Exercise: Reproduce all the lines exactly as they stand, apart from the pictures.

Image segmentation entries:
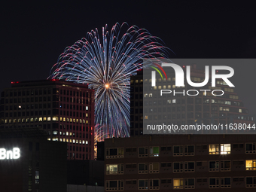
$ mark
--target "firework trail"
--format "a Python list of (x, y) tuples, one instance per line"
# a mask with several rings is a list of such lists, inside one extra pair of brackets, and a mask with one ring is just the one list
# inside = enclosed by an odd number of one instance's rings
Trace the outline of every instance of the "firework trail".
[[(100, 36), (102, 38), (100, 38)], [(48, 78), (89, 84), (95, 90), (97, 138), (130, 136), (130, 76), (142, 69), (142, 59), (163, 58), (166, 48), (147, 30), (116, 23), (87, 33), (64, 50)]]

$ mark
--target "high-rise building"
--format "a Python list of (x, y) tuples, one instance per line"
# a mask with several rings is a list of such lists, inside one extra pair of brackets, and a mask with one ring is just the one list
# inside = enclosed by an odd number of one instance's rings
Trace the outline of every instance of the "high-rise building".
[(106, 139), (105, 190), (255, 191), (255, 140), (254, 134)]
[[(185, 70), (184, 66), (183, 68)], [(196, 66), (190, 68), (191, 81), (197, 83), (203, 81), (204, 71), (197, 69)], [(217, 79), (215, 87), (210, 82), (203, 87), (194, 87), (187, 83), (184, 87), (175, 87), (174, 72), (168, 76), (167, 79), (157, 78), (157, 86), (155, 87), (151, 87), (151, 79), (145, 79), (145, 82), (143, 82), (143, 71), (131, 77), (131, 136), (143, 134), (143, 122), (178, 126), (197, 123), (248, 124), (254, 122), (254, 117), (248, 115), (248, 110), (243, 105), (234, 89), (227, 86), (224, 81)], [(179, 93), (163, 94), (160, 96), (160, 90), (171, 90), (172, 92), (175, 90)], [(197, 90), (199, 94), (196, 96), (183, 96), (183, 93), (187, 93), (188, 90)], [(221, 90), (224, 94), (215, 96), (211, 93), (214, 90)]]
[(68, 160), (94, 159), (94, 90), (58, 80), (12, 82), (2, 93), (0, 128), (38, 127), (67, 142)]

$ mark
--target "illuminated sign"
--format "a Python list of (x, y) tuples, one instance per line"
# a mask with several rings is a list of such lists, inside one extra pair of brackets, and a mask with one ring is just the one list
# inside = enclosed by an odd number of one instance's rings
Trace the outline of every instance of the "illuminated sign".
[(0, 160), (16, 160), (20, 157), (20, 150), (14, 148), (13, 151), (6, 151), (5, 148), (0, 148)]

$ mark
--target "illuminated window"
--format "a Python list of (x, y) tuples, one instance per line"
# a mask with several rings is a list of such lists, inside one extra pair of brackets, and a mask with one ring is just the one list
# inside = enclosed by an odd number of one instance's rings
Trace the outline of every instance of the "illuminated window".
[(148, 157), (148, 148), (139, 148), (139, 157)]
[(194, 189), (195, 187), (195, 179), (194, 178), (185, 178), (185, 189)]
[(183, 172), (183, 163), (174, 162), (173, 163), (173, 172)]
[(35, 184), (39, 184), (39, 171), (35, 171)]
[(194, 145), (185, 145), (184, 148), (184, 155), (194, 155), (195, 154), (195, 146)]
[(246, 143), (245, 153), (246, 154), (255, 154), (256, 148), (255, 143)]
[(230, 144), (221, 144), (221, 154), (230, 154), (231, 147)]
[(183, 155), (183, 146), (173, 146), (173, 156)]
[(194, 162), (185, 162), (184, 172), (194, 172), (195, 163)]
[(218, 178), (209, 178), (209, 188), (218, 188)]
[(150, 190), (159, 189), (159, 179), (150, 179), (149, 189)]
[(159, 147), (150, 147), (149, 157), (158, 157), (158, 156), (159, 156)]
[(231, 187), (231, 178), (221, 178), (221, 188)]
[(221, 171), (231, 171), (231, 160), (222, 160), (221, 161)]
[(247, 160), (245, 163), (246, 170), (256, 170), (256, 160)]
[(149, 172), (159, 172), (159, 163), (149, 163)]
[(106, 181), (105, 187), (107, 190), (123, 190), (123, 181)]
[(219, 154), (219, 145), (218, 144), (209, 145), (209, 154)]
[(123, 164), (106, 165), (106, 174), (123, 174)]
[(174, 178), (173, 179), (173, 188), (174, 189), (183, 189), (183, 178)]
[(145, 179), (140, 179), (139, 182), (139, 190), (148, 189), (148, 181)]
[(59, 117), (56, 116), (53, 117), (53, 120), (59, 120)]
[(246, 177), (246, 187), (256, 187), (256, 177)]
[(148, 173), (148, 163), (139, 163), (138, 172), (139, 173)]

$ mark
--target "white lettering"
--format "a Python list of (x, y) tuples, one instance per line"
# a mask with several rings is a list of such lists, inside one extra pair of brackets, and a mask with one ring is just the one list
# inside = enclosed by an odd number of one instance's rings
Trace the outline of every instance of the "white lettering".
[(13, 151), (7, 151), (5, 148), (0, 148), (0, 160), (19, 159), (20, 157), (20, 150), (18, 148), (14, 148)]

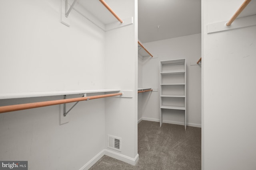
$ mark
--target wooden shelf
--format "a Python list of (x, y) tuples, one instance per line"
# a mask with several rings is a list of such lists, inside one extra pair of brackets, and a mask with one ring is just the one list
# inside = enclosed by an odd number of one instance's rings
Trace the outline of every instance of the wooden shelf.
[(173, 72), (162, 72), (160, 74), (184, 74), (185, 71), (173, 71)]
[(185, 95), (162, 95), (160, 97), (163, 97), (166, 98), (185, 98), (186, 96)]
[[(186, 130), (186, 59), (160, 61), (160, 126), (163, 122), (162, 109), (182, 110), (184, 111)], [(175, 112), (172, 111), (168, 113)]]
[(49, 92), (33, 92), (0, 94), (0, 99), (26, 98), (36, 97), (51, 96), (85, 93), (102, 93), (120, 91), (117, 89), (84, 90), (62, 90)]
[(184, 83), (180, 83), (180, 84), (160, 84), (160, 85), (164, 85), (164, 86), (172, 86), (172, 85), (184, 85)]

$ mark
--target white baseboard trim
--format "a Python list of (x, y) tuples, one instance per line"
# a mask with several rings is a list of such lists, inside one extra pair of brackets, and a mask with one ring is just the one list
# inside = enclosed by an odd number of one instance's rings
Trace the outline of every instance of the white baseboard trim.
[[(148, 121), (156, 121), (157, 122), (160, 122), (160, 120), (159, 119), (150, 118), (148, 117), (142, 117), (142, 120), (146, 120)], [(141, 121), (141, 120), (140, 121)], [(170, 121), (169, 120), (163, 120), (163, 123), (184, 125), (184, 123), (179, 122), (179, 121)], [(192, 127), (202, 127), (202, 125), (200, 124), (196, 124), (196, 123), (187, 123), (187, 126), (192, 126)]]
[(139, 154), (137, 154), (134, 158), (127, 156), (124, 155), (116, 153), (108, 149), (103, 149), (96, 156), (94, 157), (85, 165), (84, 165), (79, 170), (87, 170), (91, 168), (104, 155), (108, 156), (115, 159), (118, 159), (132, 165), (135, 165), (139, 160)]
[(98, 154), (97, 154), (96, 156), (94, 157), (92, 159), (91, 159), (85, 165), (84, 165), (81, 168), (79, 169), (79, 170), (87, 170), (90, 168), (92, 166), (92, 165), (94, 165), (95, 163), (101, 158), (105, 154), (105, 150), (103, 149)]
[(139, 123), (140, 123), (140, 122), (142, 120), (142, 117), (138, 120), (138, 124), (139, 124)]
[(153, 119), (148, 117), (142, 117), (143, 120), (146, 120), (148, 121), (156, 121), (157, 122), (160, 122), (160, 120), (158, 119)]
[(139, 160), (139, 154), (138, 154), (134, 158), (132, 158), (108, 149), (105, 149), (105, 155), (132, 165), (135, 165)]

Final result:
$ mark
--target "firework trail"
--format "a Python list of (x, y) tuples, one instance per line"
# a mask with several rings is a list of such lists, inside one extra pair of brackets, and a mask with one ring is just the one list
# inside = enclosed by an odd number of one instance's rings
Trace the outline of every instance of the "firework trail".
[[(100, 36), (102, 38), (100, 38)], [(48, 78), (89, 84), (95, 90), (97, 138), (130, 136), (130, 76), (142, 69), (142, 59), (163, 58), (166, 48), (147, 30), (116, 23), (87, 33), (64, 50)]]

$ mark
--target "high-rise building"
--format "a Python list of (x, y) tuples, one instance per line"
# a mask with several rings is a list of such lists, inside one extra pair of brackets, and a mask with one ring is just the one list
# inside = enclosed by an odd number of one instance's rings
Trace the outline of every instance of the "high-rise building".
[(106, 139), (105, 190), (255, 191), (255, 140), (254, 134)]
[[(185, 70), (184, 66), (183, 68)], [(196, 66), (190, 68), (191, 81), (197, 83), (203, 81), (204, 71), (197, 69)], [(217, 79), (215, 87), (210, 82), (203, 87), (194, 87), (187, 83), (184, 87), (175, 87), (174, 72), (168, 76), (167, 79), (157, 78), (157, 86), (155, 87), (151, 87), (151, 79), (145, 79), (145, 82), (143, 82), (143, 71), (131, 77), (131, 136), (143, 134), (143, 122), (178, 126), (197, 123), (248, 124), (254, 122), (254, 117), (248, 115), (248, 110), (243, 105), (234, 89), (227, 86), (224, 81)], [(179, 93), (163, 94), (160, 96), (160, 90), (171, 90), (172, 92), (175, 90)], [(197, 90), (199, 94), (196, 96), (183, 96), (183, 93), (187, 93), (188, 90)], [(221, 90), (224, 94), (215, 96), (211, 93), (214, 90)]]
[(68, 160), (94, 159), (94, 90), (58, 80), (12, 82), (2, 93), (0, 128), (38, 127), (67, 142)]

$ mark
--target "illuminated sign"
--format "a Python list of (x, y) tuples, one instance per line"
# a mask with several rings is a list of such lists, inside one extra pair of brackets, and a mask with one ring is just the one list
# inside = enclosed by an odd number of one instance's rings
Trace the outline of every instance of the "illuminated sign".
[(0, 160), (16, 160), (20, 157), (20, 150), (14, 148), (13, 151), (6, 151), (5, 148), (0, 148)]

$ mark
--target "illuminated window"
--format "a Python list of (x, y) tuples, one instance per line"
# a mask with several rings is a list of such lists, inside one extra pair of brackets, and a mask with one ring is just the one list
# inside = enclosed by an odd number of one instance's rings
Trace the outline of every instance of the "illuminated window".
[(148, 157), (148, 148), (139, 148), (139, 157)]
[(194, 189), (195, 187), (195, 179), (194, 178), (185, 178), (185, 189)]
[(183, 172), (183, 163), (174, 162), (173, 163), (173, 172)]
[(35, 184), (39, 184), (39, 171), (35, 171)]
[(194, 145), (185, 145), (184, 148), (184, 155), (194, 155), (195, 154), (195, 146)]
[(246, 143), (245, 153), (246, 154), (255, 154), (256, 148), (255, 143)]
[(230, 144), (221, 144), (221, 154), (230, 154), (231, 147)]
[(183, 155), (183, 146), (173, 146), (173, 156)]
[(194, 162), (185, 162), (184, 172), (194, 172), (195, 163)]
[(218, 178), (209, 178), (209, 188), (218, 188)]
[(150, 190), (159, 189), (159, 179), (150, 179), (149, 189)]
[(159, 147), (150, 147), (149, 157), (158, 157), (158, 156), (159, 156)]
[(231, 187), (231, 178), (221, 178), (221, 188)]
[(221, 171), (231, 171), (231, 160), (222, 160), (221, 161)]
[(247, 160), (245, 163), (246, 170), (256, 170), (256, 160)]
[(149, 172), (159, 172), (159, 163), (149, 163)]
[(106, 181), (105, 187), (107, 190), (123, 190), (123, 181)]
[(219, 154), (219, 145), (218, 144), (209, 145), (209, 154)]
[(123, 164), (106, 165), (106, 174), (123, 174)]
[(174, 178), (173, 179), (173, 188), (174, 189), (183, 189), (183, 178)]
[(145, 179), (140, 179), (139, 182), (139, 190), (148, 189), (148, 181)]
[(59, 117), (56, 116), (53, 117), (53, 120), (59, 120)]
[(246, 177), (246, 187), (256, 187), (256, 177)]
[(148, 173), (148, 163), (139, 163), (138, 172), (139, 173)]

$ mark
--target "white lettering"
--format "a Python list of (x, y) tuples, one instance per line"
# a mask with several rings is a list of such lists, inside one extra pair of brackets, and a mask with one ring is just the one list
# inside = enclosed by an odd number of one instance's rings
Trace the outline of every instance of the "white lettering".
[(13, 151), (7, 151), (5, 148), (0, 148), (0, 160), (19, 159), (20, 157), (20, 150), (18, 148), (14, 148)]

$ mark
--target wooden shelf
--format "a Python list of (x, y) tuples, one instance per line"
# a mask with several rings is a list of such lists, inside one extra pair of brackets, and a mask with one ring is just the one list
# inside = enclosed by an odd number of one instance's rings
Trace the outline of every instance of the wooden shelf.
[(173, 72), (162, 72), (160, 74), (184, 74), (185, 71), (173, 71)]
[(185, 95), (162, 95), (160, 97), (163, 97), (166, 98), (185, 98), (186, 96)]
[[(186, 130), (186, 59), (160, 61), (160, 126), (163, 122), (162, 109), (182, 110), (184, 111)], [(175, 112), (172, 111), (168, 113)]]
[(49, 92), (33, 92), (0, 94), (0, 99), (26, 98), (36, 97), (51, 96), (85, 93), (102, 93), (120, 91), (117, 89), (84, 90), (62, 90)]
[(184, 83), (180, 83), (180, 84), (160, 84), (160, 85), (164, 85), (164, 86), (172, 86), (172, 85), (184, 85)]

$ mark
--target white baseboard trim
--format "a Python list of (x, y) tuples, one instance per line"
# a mask with several rings is a list of such lists, inside one extra pair of brackets, and a mask with one ring is just the one list
# inside = enclosed by an odd number of one instance's rings
Trace the outline of every instance of the white baseboard trim.
[[(148, 121), (156, 121), (157, 122), (160, 122), (160, 120), (159, 119), (150, 118), (148, 117), (142, 117), (142, 120), (146, 120)], [(141, 121), (141, 120), (140, 121)], [(170, 121), (169, 120), (163, 120), (163, 123), (184, 125), (184, 123), (179, 122), (179, 121)], [(192, 127), (202, 127), (202, 125), (200, 124), (196, 124), (196, 123), (187, 123), (187, 126), (192, 126)]]
[(139, 154), (137, 154), (134, 158), (127, 156), (124, 155), (116, 153), (108, 149), (103, 149), (96, 156), (94, 157), (85, 165), (84, 165), (79, 170), (87, 170), (91, 168), (104, 155), (108, 156), (115, 159), (118, 159), (132, 165), (135, 165), (139, 160)]
[(98, 154), (97, 154), (96, 156), (94, 157), (92, 159), (91, 159), (85, 165), (84, 165), (81, 168), (79, 169), (79, 170), (87, 170), (90, 168), (92, 166), (92, 165), (94, 165), (95, 163), (101, 158), (105, 154), (105, 150), (103, 149)]
[(139, 123), (140, 123), (140, 122), (142, 120), (142, 117), (138, 120), (138, 124), (139, 124)]
[(153, 119), (148, 117), (142, 117), (143, 120), (146, 120), (148, 121), (156, 121), (157, 122), (160, 122), (160, 120), (158, 119)]
[(139, 160), (139, 154), (138, 154), (134, 158), (132, 158), (108, 149), (105, 149), (105, 155), (132, 165), (135, 165)]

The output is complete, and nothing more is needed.